*** Opening of EXTRACTED TEXT ***
Anna Villarreal

Posted on Nov 19

DEV Follower Analysis

#graphql #node #chartjs #api

TLDR: Extract Github Users from DEV Followers and save to JSON for Chart Output Analysis Via GraphQL. Chart at Bottom.

Beginning Thoughts

Ever wonder who’s watching? At this moment, perhaps it is I.

I initially thought it would be cool to make a little dev followers badge to show on my profile website. While I realize that this number isn’t terribly meaningful in and of itself, it sparked a very in depth journey of scraping data for analysis. I realized that DEV has an api key available to members. You can gather some good things with this api.

What really became my goal was to extract meaningful data from my followers. What is my crowd? What kind of individuals do I attract with my posts? What languages and technologies do they use?

This is something that requires a little bit of digging. I built a scraper to navigate to all of my followers and collect publicly available user data. You know, the stuff you are already sharing with the planet. After I collected my data I figured I could visit their links and see what kind of languages they used on their github, or the type of content that they post to their personal websites.

I though this deeper level of scraping would help me get a birds-eye view of what my followers are doing, as well as detect current trends on subjects I am interested in. There is a good chance some of my followers like the same things as me.

It's also interesting to note that I was in the middle of a 7 hour Node.js tutorial when I got derailed with excitement and started this project when the idea came to my head. Got distracted by another project in the middle of another project, typical.

Setting up Data Collection

SO there isn't a plug and play solution for this, you have to be a tiny bit creative. I will share one of my scripts with you to get you started on your own journey of personal analysis.

const fs = require('fs');
const path = require('path');

const API_KEY = 'YOUR_API_KEY_HERE'; // Replace with your actual API key
const BASE_URL = 'https://dev.to/api/followers/users';
const PER_PAGE = 1000; // dev.to limit

async function fetchAllPages() {
    let allResults = [];
    let page = 1;

    while (true) {
        const url = `${BASE_URL}?page=${page}&per_page=${PER_PAGE}`;
        console.log(`Fetching page ${page} from URL: ${url}`);
        try {
            const response = await fetch(url, {
                method: 'GET',
                headers: {
                    'Content-Type': 'application/json',
                    'api-key': API_KEY,
                    'Access-Control-Allow-Headers': 'Content-Type, Authorization'
                },
            });

            if (!response.ok) { throw new Error(`HTTP error! status: ${response.status}`); }

            // stream consumer
            const data = await response.json();
            console.log(data);

            if (!Array.isArray(data) || data.length === 0) {
                console.log("No more results to fetch.");
                break;
            }

            allResults = allResults.concat(data);
            console.log(`Fetched ${data.length} users (total: ${allResults.length})`);

            if (data.length < PER_PAGE) {
                console.log("Fetched the last page of results.");
                break;
            }
            page++;

            // Optional: small delay to avoid hitting rate limits
            await new Promise(resolve => setTimeout(resolve, 200));

        } catch (error) {
            console.error("Error fetching data:", error);
            break;
        }
    }

    // Define the file path to save the response data
    const outputDir = path.join(__dirname, `followerdata`);
    fs.mkdirSync(outputDir, { recursive: true }); // Ensure the directory exists

    const filePath = path.join(outputDir, "all_followers.json");
    fs.writeFileSync(filePath, JSON.stringify(allResults, null, 2));

    console.log(`Saved ${allResults.length} followers to ${filePath}`);

    // return allResults;
}

fetchAllPages()
*** Close of EXTRACTED TEXT ***
▶ **WHAT YOU WILL DO**
(1) In the DEV follower analysis post, what file name does the script give the saved follower data?
(2) Translate this sentence from the DEV follower analysis post into Spanish: "I realized that DEV has an api key available to members."
(3) Duplicate the part of the DEV follower analysis post between "I though this" and "another project, typical.", inclusive.
These rows have no connection to the DEV follower analysis post.
*** Opening of STORED DATA ***
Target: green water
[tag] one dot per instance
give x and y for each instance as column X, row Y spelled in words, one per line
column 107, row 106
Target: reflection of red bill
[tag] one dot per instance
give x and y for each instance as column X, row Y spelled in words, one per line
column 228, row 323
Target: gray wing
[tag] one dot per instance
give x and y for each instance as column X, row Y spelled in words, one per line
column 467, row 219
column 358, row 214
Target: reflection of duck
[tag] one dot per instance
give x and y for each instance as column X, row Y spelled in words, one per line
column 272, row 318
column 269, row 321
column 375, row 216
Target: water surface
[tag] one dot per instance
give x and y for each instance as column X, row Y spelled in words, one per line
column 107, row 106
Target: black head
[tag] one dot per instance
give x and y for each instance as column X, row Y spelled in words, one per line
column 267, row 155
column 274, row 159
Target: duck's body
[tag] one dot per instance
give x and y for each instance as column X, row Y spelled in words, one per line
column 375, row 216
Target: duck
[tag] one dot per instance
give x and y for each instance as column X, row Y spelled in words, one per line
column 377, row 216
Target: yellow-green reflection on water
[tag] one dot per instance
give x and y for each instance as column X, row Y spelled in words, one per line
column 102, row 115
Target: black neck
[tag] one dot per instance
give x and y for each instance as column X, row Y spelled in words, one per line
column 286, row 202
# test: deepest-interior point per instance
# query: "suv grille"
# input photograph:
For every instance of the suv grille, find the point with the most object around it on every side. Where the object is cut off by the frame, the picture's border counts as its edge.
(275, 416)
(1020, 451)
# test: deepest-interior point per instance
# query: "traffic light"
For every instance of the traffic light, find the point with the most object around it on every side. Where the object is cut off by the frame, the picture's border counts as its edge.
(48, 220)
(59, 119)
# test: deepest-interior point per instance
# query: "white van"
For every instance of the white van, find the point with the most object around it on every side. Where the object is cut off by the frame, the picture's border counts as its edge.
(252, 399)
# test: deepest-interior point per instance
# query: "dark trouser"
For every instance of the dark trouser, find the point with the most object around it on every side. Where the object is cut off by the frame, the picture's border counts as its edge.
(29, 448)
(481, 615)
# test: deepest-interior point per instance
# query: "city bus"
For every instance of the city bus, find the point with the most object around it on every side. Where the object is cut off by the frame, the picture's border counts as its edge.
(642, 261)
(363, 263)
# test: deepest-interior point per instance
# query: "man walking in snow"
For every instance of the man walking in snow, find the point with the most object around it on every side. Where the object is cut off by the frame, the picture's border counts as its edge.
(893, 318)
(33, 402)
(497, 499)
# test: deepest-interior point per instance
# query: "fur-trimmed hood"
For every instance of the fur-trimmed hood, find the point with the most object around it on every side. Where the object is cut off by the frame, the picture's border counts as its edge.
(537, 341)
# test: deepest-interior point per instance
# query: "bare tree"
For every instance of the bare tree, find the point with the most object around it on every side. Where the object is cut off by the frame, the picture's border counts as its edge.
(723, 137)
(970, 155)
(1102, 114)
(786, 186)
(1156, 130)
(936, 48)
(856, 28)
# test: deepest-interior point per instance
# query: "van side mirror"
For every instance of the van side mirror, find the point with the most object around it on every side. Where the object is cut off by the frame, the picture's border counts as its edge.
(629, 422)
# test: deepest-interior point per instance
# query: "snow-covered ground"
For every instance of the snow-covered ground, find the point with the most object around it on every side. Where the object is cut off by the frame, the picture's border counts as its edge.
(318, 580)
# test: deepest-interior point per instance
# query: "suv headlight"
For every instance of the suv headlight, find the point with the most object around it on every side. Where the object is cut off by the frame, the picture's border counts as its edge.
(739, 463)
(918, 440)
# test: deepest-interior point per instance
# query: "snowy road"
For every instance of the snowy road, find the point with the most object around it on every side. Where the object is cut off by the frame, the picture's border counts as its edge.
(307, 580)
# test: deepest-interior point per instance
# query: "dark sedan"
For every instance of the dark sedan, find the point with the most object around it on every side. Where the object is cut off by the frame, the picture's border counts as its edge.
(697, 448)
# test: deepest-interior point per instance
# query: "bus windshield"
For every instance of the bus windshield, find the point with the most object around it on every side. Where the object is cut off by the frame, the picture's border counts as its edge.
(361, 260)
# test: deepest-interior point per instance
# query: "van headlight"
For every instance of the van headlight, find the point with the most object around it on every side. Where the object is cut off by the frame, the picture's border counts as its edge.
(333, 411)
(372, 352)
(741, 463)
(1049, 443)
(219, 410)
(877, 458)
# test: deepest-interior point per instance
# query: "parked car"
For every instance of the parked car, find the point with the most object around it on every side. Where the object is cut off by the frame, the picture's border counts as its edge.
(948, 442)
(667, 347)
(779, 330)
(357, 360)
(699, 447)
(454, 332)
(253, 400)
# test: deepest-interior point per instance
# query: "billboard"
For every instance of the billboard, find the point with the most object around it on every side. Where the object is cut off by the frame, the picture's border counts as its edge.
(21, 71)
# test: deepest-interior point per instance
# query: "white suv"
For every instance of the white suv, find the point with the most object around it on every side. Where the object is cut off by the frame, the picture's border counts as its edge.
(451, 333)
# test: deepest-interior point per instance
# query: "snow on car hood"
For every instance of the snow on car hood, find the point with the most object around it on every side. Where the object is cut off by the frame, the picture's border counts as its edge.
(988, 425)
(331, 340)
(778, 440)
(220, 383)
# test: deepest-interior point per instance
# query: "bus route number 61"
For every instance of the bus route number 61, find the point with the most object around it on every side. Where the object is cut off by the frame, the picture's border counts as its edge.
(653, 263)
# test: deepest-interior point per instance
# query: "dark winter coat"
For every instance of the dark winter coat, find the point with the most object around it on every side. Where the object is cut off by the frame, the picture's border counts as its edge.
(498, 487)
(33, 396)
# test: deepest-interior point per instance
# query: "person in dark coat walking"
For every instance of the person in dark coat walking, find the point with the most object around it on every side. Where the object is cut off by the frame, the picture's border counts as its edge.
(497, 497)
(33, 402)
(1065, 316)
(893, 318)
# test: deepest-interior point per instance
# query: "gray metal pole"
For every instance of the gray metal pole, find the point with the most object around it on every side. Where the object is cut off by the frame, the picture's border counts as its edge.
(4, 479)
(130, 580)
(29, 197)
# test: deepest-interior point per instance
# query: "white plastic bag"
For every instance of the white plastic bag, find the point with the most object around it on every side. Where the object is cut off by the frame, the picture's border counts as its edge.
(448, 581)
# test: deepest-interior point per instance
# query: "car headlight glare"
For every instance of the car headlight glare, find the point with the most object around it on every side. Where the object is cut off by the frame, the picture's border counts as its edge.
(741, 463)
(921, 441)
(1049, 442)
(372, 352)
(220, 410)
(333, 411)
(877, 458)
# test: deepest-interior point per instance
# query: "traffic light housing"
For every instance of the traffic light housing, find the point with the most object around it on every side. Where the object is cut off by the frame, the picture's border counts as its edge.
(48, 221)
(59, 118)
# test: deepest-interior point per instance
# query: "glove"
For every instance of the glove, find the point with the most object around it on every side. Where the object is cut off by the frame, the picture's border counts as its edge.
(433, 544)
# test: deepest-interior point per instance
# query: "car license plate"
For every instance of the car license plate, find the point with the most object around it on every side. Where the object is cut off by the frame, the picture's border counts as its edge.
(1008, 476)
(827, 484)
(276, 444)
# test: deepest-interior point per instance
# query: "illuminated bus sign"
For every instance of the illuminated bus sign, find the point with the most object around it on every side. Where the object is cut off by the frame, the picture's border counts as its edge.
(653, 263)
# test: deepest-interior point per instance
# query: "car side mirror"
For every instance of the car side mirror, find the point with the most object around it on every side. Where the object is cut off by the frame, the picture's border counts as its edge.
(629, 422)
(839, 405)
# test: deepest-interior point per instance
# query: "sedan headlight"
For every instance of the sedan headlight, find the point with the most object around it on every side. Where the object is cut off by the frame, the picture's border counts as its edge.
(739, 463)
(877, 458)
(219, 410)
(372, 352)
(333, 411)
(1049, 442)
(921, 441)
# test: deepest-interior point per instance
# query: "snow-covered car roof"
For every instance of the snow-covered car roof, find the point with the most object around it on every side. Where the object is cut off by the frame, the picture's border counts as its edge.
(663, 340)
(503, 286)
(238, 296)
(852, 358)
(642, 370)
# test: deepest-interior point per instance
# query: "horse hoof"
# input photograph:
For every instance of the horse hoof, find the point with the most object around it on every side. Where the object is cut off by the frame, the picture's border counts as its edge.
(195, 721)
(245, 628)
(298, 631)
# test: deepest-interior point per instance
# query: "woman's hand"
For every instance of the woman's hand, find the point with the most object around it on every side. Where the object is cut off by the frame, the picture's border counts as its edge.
*** Close of STORED DATA ***
▶ **RESULTS OF THE EXERCISE**
(1) all_followers.json

(2) Me di cuenta de que DEV tiene una clave de API disponible para los miembros.

(3)
I though this deeper level of scraping would help me get a birds-eye view of what my followers are doing, as well as detect current trends on subjects I am interested in. There is a good chance some of my followers like the same things as me.

It's also interesting to note that I was in the middle of a 7 hour Node.js tutorial when I got derailed with excitement and started this project when the idea came to my head. Got distracted by another project in the middle of another project, typical.